Text passage –
----------------------------------------

A helping hand for maids-of-all-work - The trials and vicissitudes of that state of existence - The lady benefactress and her customers - The maid with a "sojer" cousin - A deserter from Her Majesty's army concealed in a mangle - The step-cleaning girl - Ruinous competition in the step-cleaning trade - "They'll do a 'ole flight and find their own ar'stone for tuppence" -  The musical maid with a passion for the "melodion" - Tyrannical objection of "missuses" to music in the kitchen.

    AMONG the many kind-hearted people it is my good fortune to be brought into communication with, is a lady who takes an interest in the welfare of that patient and much-enduring, and at the same time too frequently and unfairly abused, class of domestic servants known as maids-of-all-work.

----------------------------------------

[Items from a dataset]
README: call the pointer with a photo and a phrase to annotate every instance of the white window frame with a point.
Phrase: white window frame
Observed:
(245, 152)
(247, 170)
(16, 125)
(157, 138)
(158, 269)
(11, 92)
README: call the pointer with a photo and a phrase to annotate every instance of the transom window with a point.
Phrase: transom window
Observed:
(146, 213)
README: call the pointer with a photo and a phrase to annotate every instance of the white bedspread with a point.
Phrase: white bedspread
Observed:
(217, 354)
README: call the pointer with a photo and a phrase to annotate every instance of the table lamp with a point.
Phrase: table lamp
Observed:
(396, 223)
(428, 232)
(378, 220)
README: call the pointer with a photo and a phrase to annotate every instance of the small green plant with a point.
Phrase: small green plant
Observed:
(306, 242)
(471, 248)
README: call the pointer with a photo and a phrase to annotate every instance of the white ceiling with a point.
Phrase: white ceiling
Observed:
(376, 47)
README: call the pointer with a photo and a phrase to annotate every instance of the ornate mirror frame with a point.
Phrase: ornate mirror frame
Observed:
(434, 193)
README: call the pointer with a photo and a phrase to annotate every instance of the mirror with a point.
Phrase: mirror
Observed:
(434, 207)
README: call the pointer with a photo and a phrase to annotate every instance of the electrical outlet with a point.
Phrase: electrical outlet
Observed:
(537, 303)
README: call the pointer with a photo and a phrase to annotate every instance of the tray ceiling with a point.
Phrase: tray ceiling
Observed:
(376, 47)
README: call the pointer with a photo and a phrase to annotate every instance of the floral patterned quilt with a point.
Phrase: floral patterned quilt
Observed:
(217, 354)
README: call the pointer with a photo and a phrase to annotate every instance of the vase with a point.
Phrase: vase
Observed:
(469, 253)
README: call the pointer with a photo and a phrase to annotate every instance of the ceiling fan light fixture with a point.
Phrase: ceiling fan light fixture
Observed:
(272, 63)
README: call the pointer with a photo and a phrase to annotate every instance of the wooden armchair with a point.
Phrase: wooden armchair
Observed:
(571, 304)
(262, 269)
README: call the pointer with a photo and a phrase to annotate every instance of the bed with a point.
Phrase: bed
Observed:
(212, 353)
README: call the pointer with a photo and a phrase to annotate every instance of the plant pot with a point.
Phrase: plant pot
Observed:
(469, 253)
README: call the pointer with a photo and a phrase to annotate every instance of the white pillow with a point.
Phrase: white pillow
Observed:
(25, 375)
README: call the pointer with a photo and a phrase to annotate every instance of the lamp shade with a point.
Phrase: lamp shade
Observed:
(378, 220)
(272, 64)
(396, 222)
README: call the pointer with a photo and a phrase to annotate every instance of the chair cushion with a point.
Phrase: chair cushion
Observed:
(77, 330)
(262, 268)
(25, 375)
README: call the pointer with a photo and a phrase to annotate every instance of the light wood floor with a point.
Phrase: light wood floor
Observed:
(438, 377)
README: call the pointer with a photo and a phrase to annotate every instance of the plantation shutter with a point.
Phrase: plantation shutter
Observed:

----------------------------------------

What the task asks – Rewrite the stretch of the maids-of-all-work passage from "A helping hand" through "known as maids-of-all-work.", switching "benefactress" to "patroness".

Exercise result –
A helping hand for maids-of-all-work - The trials and vicissitudes of that state of existence - The lady patroness and her customers - The maid with a "sojer" cousin - A deserter from Her Majesty's army concealed in a mangle - The step-cleaning girl - Ruinous competition in the step-cleaning trade - "They'll do a 'ole flight and find their own ar'stone for tuppence" -  The musical maid with a passion for the "melodion" - Tyrannical objection of "missuses" to music in the kitchen.

    AMONG the many kind-hearted people it is my good fortune to be brought into communication with, is a lady who takes an interest in the welfare of that patient and much-enduring, and at the same time too frequently and unfairly abused, class of domestic servants known as maids-of-all-work.